- MATERIAL SHOWN -
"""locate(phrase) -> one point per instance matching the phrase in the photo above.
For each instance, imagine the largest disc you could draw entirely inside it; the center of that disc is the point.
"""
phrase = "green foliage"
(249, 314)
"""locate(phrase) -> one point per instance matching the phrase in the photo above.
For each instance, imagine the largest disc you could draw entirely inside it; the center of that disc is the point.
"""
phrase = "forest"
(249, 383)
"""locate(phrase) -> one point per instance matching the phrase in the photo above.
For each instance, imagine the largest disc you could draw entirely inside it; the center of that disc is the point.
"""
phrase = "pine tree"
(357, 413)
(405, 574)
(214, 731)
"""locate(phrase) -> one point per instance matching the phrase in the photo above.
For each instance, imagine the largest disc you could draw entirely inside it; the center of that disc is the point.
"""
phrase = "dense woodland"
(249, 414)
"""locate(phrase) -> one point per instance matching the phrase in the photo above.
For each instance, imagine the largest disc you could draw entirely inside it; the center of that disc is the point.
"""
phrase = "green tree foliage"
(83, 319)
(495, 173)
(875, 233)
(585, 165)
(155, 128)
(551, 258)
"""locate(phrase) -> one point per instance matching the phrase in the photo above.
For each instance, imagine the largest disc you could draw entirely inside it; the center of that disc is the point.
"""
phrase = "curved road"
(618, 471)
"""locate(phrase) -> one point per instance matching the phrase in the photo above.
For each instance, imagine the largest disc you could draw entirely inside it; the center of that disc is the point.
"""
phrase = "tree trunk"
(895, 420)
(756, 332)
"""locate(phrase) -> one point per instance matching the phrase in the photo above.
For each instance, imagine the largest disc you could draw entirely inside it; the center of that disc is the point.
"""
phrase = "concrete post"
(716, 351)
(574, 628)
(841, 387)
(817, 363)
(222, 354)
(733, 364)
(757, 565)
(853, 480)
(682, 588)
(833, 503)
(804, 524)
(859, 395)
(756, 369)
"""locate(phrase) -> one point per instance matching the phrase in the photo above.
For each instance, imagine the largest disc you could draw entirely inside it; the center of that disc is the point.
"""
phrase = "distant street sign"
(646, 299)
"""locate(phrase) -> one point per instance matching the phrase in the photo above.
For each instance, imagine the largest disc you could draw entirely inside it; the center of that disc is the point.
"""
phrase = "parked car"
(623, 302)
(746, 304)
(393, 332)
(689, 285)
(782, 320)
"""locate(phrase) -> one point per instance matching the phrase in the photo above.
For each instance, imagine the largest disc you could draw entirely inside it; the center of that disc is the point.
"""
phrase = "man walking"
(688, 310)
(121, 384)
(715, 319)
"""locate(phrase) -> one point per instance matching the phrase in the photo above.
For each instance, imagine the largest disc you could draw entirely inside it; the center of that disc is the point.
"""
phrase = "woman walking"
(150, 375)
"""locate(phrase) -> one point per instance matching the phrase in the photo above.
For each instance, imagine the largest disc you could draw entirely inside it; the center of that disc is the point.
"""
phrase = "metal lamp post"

- WHAT IS REQUIRED -
Could you please repeat the data exactly as given?

- RESPONSE TO THIS TASK -
"""locate(phrase) -> one point per instance matching the phrase in the photo above.
For each instance, imagine the largest disc you could draw entirely inside it; the center of that disc is the point.
"""
phrase = "green foliage"
(249, 314)
"""locate(phrase) -> one point per instance matching the phrase in the photo above.
For each instance, imagine the largest disc you could draw entirely inside it; the center of that disc is the point.
"""
phrase = "forest"
(249, 383)
"""locate(phrase) -> one point per instance matching the phrase in the photo above.
For each instance, imagine the largest disc you could draw entirely inside it; the center of that disc is the point.
"""
phrase = "pine tree"
(357, 413)
(405, 574)
(214, 731)
"""locate(phrase) -> one point per instance matching the phrase in the photo above.
For each instance, imagine the largest disc you could draw entirely inside it; the center of that disc is the point.
"""
phrase = "dense woodland"
(249, 414)
"""locate(phrase) -> one point per instance matching the phrase in the photo above.
For each instance, imagine the largest disc you could draw entirely inside it; the center of that disc is the point.
"""
phrase = "green tree foliage"
(83, 319)
(495, 173)
(875, 233)
(585, 165)
(155, 128)
(551, 258)
"""locate(phrase) -> one point per instance matching the phrase in the photo above.
For each instance, imagine the largest disc you could draw entirely inside it; the center of that disc is the point.
"""
phrase = "curved road"
(618, 471)
"""locate(phrase) -> one point per instance matching the phrase in the photo above.
For each instance, imagine the largest disc you could draw entirely inside it; the center of that disc is the point.
"""
phrase = "tree trunk"
(895, 420)
(756, 332)
"""locate(phrase) -> one point per instance matching the phrase in the photo above.
For each instance, imagine the largest disc you could draw entirely inside it; the center of that disc is the point.
"""
phrase = "concrete post"
(716, 351)
(574, 628)
(841, 387)
(817, 363)
(222, 354)
(733, 364)
(757, 565)
(853, 480)
(682, 588)
(833, 503)
(804, 524)
(859, 395)
(756, 369)
"""locate(phrase) -> one point per instance matching the phrase in the photo above.
For each instance, imagine the largest disc you could draw entirely inside it; the center of that disc is the point.
"""
phrase = "distant street sign"
(646, 299)
"""locate(phrase) -> one point per instance matching the phrase in the photo above.
For each instance, imagine the largest disc you could draw entirely inside it; the center of that disc is the point.
"""
phrase = "parked car"
(623, 302)
(746, 304)
(393, 332)
(689, 285)
(782, 320)
"""locate(phrase) -> one point per instance matching the phrase in the photo above.
For each instance, imagine the largest disc you could draw entirely inside it; the center of that disc is the point.
"""
phrase = "man walking"
(688, 310)
(121, 384)
(715, 319)
"""locate(phrase) -> one point per instance matching the phrase in the photo above.
For each instance, imagine the largest disc you could draw entirely inside it; the center of that disc is the point.
"""
phrase = "woman walking"
(150, 375)
"""locate(phrase) -> one point per instance matching the phrase in the photo above.
For each instance, imagine the largest disc you could draw entirely inside it; the center of that disc is the point.
"""
phrase = "metal lamp post"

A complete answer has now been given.